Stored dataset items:
▬▬▬
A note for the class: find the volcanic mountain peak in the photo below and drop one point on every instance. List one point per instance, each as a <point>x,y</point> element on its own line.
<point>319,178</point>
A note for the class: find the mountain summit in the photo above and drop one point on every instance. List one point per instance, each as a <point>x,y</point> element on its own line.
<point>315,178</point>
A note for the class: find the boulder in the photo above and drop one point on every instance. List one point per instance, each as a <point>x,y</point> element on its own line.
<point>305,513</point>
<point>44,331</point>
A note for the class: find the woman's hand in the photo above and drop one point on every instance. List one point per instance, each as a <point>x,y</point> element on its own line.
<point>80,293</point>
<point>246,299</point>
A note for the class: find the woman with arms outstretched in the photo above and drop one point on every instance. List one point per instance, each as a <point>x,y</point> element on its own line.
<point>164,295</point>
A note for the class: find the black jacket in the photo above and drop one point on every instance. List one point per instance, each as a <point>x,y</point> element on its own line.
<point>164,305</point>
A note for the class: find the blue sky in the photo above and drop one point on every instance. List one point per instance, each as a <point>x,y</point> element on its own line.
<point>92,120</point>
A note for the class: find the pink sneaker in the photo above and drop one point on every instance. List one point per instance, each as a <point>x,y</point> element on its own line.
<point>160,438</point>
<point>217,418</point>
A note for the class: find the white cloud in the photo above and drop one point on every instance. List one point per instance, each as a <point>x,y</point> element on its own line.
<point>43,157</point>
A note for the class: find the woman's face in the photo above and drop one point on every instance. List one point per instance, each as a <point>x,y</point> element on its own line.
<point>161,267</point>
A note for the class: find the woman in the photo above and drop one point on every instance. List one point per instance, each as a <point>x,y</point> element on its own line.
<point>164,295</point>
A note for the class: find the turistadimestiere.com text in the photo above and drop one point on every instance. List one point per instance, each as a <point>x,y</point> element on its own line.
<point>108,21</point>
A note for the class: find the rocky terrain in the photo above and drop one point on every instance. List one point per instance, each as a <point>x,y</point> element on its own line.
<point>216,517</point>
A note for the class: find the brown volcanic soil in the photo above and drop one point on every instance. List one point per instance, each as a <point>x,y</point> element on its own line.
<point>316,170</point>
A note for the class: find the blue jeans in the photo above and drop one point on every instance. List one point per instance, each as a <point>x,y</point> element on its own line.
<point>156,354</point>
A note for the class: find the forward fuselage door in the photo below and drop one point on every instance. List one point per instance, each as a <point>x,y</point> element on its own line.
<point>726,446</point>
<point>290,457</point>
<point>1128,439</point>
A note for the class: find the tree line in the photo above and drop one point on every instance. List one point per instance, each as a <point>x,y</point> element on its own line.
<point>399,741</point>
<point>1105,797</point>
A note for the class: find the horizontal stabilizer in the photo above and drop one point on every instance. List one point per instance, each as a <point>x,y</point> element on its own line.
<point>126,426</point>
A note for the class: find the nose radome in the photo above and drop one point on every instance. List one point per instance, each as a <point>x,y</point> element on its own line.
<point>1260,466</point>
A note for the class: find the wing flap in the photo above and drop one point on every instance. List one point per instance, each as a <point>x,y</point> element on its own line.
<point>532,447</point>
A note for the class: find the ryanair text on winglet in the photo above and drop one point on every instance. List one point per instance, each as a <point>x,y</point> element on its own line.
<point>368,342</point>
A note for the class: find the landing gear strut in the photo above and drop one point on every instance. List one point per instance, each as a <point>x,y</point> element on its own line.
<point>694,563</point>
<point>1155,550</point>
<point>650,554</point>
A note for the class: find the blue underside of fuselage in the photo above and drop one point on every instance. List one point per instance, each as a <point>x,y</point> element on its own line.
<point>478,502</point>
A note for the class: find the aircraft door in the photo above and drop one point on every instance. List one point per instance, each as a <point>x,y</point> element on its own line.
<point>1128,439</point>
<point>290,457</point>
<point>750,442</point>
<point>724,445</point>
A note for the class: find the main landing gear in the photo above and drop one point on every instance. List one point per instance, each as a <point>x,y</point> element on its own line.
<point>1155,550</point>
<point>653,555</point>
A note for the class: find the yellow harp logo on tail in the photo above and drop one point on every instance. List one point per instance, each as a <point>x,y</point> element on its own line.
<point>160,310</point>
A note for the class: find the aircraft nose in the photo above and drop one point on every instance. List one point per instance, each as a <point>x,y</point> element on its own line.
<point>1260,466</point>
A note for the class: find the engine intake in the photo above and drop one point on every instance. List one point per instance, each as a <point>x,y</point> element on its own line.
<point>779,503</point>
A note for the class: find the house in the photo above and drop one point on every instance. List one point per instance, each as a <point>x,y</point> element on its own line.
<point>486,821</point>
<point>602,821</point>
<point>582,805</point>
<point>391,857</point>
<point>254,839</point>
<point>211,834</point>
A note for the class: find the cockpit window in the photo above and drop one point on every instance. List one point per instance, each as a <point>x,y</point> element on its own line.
▬▬▬
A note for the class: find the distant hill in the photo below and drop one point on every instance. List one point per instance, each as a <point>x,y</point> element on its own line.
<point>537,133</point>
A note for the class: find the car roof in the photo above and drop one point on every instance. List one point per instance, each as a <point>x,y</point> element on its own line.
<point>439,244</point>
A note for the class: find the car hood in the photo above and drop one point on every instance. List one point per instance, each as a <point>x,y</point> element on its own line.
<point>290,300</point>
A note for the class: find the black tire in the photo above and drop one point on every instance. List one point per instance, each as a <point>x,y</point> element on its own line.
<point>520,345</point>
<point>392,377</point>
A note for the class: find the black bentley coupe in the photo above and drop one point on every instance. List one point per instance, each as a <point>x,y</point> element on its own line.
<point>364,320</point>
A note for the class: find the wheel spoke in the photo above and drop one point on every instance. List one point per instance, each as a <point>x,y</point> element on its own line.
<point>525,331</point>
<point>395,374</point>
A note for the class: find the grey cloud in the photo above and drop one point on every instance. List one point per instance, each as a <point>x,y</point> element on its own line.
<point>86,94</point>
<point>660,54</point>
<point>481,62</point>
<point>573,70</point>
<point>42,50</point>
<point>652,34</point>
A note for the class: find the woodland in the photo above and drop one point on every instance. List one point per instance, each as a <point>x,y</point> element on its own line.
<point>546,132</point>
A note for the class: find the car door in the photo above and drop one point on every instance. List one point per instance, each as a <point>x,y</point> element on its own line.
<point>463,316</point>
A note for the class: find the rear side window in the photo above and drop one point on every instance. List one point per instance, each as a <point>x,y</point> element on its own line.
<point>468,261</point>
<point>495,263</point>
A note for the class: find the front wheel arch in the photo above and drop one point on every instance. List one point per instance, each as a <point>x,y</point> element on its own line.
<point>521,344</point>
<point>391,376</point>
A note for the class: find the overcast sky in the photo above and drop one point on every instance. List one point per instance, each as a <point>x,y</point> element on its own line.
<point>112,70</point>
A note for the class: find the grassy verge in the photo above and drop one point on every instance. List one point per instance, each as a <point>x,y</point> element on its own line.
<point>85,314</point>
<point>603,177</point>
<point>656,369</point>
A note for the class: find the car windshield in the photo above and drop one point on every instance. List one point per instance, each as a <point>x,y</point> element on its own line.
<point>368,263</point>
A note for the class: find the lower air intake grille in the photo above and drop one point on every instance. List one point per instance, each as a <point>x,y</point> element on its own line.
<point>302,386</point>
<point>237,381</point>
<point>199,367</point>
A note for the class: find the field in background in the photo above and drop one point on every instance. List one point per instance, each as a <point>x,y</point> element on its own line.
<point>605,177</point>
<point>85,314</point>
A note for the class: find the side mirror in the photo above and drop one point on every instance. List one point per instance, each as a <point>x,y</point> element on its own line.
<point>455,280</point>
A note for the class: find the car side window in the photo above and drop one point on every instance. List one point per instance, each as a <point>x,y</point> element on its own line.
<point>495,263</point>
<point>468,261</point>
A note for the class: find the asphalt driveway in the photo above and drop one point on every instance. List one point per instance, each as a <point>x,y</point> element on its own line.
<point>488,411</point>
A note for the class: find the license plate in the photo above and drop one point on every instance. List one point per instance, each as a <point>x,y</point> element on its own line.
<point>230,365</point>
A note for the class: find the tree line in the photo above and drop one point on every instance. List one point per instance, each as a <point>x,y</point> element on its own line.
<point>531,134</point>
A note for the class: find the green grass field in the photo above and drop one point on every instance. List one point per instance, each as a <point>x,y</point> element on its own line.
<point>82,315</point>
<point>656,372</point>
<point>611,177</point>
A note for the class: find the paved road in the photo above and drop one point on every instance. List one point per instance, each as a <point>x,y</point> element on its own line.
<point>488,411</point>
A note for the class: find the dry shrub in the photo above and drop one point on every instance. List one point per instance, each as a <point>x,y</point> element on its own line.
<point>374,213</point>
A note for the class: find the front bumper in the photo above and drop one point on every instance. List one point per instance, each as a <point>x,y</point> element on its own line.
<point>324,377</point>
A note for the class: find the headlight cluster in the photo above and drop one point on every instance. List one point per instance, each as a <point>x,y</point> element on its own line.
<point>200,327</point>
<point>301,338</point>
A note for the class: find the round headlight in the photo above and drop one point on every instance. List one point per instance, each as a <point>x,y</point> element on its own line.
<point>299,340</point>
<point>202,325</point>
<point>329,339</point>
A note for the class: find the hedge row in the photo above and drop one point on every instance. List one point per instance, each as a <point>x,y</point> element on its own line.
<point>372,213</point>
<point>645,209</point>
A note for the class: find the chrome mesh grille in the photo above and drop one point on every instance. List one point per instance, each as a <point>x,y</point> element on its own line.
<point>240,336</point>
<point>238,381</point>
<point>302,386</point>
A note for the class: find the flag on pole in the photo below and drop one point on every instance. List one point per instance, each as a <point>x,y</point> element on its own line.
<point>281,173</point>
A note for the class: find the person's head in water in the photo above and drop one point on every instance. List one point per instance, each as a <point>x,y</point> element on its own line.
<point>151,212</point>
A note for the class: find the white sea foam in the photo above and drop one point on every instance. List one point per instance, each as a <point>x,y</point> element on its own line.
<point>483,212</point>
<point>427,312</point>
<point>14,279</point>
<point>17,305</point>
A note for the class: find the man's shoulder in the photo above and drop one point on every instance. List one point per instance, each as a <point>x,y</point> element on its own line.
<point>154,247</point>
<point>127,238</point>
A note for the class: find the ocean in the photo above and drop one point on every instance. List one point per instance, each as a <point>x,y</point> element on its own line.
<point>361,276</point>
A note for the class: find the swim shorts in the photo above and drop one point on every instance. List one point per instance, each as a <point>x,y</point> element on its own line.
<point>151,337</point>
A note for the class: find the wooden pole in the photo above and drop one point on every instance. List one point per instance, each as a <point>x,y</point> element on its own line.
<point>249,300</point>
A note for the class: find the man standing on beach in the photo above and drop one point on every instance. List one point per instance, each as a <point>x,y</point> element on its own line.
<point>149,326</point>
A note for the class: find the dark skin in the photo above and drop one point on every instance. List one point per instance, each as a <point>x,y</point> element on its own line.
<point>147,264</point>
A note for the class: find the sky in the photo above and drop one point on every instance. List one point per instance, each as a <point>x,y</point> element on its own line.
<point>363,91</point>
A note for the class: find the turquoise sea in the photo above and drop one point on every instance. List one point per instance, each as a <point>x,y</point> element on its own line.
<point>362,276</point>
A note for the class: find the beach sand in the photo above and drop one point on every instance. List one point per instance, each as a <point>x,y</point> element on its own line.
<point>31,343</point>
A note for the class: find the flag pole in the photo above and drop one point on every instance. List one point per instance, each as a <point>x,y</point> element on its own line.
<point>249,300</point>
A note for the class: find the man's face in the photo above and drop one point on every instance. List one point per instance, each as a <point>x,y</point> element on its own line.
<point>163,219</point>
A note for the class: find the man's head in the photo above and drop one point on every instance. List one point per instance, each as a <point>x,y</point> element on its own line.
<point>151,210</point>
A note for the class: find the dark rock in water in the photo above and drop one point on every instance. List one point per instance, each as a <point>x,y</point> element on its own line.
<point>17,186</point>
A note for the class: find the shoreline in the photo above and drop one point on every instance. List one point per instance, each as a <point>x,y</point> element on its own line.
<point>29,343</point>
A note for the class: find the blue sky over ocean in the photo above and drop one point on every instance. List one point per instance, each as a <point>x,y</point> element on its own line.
▬▬▬
Please arrange the material as a JSON list of strings, one per line and with blank lines omitted, starting at the line containing "A note for the class: find the volcanic" and ending at the line containing "<point>319,178</point>".

[
  "A note for the class: find the volcanic mountain peak in the photo below and drop one point on every instance. List one point per instance, each as a <point>x,y</point> element on its own line.",
  "<point>319,178</point>"
]